PROBLEM.
Find the line containing "Review step: verify that every instance of the white interior". Reproduce it and every line after it up to the end of the records, exactly as written.

Extracted data entries.

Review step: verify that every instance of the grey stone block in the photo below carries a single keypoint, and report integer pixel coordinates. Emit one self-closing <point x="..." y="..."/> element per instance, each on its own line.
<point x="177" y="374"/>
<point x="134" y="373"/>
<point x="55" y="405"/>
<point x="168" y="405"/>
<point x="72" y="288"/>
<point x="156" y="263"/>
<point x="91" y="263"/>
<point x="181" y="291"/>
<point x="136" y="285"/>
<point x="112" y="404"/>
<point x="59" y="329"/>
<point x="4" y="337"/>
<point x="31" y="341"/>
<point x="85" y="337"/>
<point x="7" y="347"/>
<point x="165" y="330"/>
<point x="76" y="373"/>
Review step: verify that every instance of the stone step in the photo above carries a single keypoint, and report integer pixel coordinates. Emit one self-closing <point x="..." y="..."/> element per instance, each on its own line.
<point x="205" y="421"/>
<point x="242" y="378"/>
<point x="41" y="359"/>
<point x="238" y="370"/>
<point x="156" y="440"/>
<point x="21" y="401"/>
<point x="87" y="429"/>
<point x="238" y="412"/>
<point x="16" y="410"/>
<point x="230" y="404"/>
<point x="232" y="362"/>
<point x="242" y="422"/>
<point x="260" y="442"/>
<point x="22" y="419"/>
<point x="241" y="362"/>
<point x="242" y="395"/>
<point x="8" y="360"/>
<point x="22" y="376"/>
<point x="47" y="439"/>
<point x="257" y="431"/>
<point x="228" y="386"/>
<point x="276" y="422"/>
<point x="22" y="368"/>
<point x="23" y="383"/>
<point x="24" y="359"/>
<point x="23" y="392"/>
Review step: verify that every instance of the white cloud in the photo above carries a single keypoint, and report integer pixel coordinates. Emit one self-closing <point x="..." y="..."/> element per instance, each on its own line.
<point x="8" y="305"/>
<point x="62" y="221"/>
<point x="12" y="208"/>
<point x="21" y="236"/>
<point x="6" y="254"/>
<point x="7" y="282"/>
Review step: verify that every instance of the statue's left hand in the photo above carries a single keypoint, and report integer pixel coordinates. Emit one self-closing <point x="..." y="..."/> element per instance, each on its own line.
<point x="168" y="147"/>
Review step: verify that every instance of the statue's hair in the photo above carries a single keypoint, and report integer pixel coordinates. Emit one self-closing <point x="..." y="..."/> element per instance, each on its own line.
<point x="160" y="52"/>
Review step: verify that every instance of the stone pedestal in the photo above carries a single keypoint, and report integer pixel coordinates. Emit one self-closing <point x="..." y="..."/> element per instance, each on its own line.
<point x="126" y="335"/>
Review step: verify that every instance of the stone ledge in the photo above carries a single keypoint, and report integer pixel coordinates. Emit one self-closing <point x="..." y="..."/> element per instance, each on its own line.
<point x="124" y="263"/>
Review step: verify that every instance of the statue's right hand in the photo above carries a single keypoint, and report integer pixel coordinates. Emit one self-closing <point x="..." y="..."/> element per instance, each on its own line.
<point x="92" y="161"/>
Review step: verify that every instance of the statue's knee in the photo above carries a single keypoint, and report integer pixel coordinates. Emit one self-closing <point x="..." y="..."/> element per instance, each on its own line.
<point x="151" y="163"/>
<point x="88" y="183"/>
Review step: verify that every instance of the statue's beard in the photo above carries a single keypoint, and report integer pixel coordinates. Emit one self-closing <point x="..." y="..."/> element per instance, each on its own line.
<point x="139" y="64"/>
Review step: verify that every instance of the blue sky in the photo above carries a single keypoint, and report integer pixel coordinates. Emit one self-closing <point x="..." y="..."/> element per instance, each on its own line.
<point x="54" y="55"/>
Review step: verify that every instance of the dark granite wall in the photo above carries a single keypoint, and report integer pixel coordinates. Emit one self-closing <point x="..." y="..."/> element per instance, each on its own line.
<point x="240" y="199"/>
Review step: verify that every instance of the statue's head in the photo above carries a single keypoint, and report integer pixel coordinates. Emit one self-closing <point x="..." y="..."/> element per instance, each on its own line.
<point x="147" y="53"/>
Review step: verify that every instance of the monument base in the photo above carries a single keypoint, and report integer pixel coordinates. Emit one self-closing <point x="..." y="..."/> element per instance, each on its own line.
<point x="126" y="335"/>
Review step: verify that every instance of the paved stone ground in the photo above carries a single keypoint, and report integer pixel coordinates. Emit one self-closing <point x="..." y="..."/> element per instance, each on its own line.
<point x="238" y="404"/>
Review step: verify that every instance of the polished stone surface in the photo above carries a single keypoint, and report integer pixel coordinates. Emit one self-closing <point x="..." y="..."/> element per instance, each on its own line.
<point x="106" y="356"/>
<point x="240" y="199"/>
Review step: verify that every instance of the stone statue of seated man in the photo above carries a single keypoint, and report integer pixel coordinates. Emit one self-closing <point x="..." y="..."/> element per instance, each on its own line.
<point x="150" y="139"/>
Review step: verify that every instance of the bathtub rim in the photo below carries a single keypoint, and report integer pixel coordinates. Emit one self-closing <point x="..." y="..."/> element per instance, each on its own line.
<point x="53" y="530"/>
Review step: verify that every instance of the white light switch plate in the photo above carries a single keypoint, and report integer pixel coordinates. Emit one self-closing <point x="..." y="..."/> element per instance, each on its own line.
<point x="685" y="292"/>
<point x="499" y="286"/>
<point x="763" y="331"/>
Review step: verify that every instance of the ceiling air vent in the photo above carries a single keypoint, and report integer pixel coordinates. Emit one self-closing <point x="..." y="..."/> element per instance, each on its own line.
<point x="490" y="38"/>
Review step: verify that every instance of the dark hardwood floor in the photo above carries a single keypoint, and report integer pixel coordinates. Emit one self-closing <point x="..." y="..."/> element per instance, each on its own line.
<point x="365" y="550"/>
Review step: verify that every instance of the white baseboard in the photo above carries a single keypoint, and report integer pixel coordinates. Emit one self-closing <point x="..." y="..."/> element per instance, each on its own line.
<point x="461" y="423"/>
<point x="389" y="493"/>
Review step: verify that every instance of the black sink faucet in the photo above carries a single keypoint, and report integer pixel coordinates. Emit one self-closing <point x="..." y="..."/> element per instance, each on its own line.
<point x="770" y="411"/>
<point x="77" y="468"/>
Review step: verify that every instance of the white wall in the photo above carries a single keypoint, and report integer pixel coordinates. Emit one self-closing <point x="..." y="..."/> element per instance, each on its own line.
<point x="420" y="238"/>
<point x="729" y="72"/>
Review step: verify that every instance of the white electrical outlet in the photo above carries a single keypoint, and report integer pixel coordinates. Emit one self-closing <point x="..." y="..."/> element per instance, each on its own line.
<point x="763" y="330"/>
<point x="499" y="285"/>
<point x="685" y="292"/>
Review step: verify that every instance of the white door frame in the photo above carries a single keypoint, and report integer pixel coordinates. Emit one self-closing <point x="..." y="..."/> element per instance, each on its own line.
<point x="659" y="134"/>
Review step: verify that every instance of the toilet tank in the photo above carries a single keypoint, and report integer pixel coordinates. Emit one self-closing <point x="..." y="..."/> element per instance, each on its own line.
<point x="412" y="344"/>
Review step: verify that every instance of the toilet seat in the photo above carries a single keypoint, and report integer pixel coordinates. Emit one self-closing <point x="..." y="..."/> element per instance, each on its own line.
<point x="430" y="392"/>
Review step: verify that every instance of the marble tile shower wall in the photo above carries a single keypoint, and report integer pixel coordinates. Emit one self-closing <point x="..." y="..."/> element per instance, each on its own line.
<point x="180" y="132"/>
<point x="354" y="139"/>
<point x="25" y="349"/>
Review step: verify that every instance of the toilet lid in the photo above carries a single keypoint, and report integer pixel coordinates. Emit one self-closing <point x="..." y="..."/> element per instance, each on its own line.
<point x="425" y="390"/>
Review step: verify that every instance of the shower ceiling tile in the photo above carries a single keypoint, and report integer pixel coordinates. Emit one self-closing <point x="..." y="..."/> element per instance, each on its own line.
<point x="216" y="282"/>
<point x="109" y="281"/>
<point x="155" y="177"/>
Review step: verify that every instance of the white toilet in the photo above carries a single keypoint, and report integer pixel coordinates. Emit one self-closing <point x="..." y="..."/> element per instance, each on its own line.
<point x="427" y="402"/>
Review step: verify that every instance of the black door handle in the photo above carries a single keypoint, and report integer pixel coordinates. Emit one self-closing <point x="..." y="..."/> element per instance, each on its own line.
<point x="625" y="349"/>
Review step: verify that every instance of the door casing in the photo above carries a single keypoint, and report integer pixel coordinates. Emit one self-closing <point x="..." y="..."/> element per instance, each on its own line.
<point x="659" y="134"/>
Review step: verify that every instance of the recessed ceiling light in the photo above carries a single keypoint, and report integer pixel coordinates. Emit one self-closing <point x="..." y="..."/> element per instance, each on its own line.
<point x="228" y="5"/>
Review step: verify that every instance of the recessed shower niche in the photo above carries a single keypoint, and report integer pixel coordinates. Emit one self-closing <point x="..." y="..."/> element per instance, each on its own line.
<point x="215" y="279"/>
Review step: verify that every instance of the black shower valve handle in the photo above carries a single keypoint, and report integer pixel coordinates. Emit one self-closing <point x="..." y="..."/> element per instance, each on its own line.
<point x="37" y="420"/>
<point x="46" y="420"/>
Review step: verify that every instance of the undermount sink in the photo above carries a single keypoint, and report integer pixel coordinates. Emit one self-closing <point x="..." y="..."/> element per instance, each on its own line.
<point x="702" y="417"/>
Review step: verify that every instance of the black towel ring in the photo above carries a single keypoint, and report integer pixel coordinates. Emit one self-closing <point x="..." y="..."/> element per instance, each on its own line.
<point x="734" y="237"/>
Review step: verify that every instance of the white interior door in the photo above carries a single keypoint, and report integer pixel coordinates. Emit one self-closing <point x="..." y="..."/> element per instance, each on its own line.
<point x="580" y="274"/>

COMPLETED TASK.
Review step: verify that every instance of the white interior door in the photo above carries a single keypoint, and report integer pixel coordinates. Emit one self-closing <point x="..." y="..."/> element per instance, each on its own line.
<point x="580" y="274"/>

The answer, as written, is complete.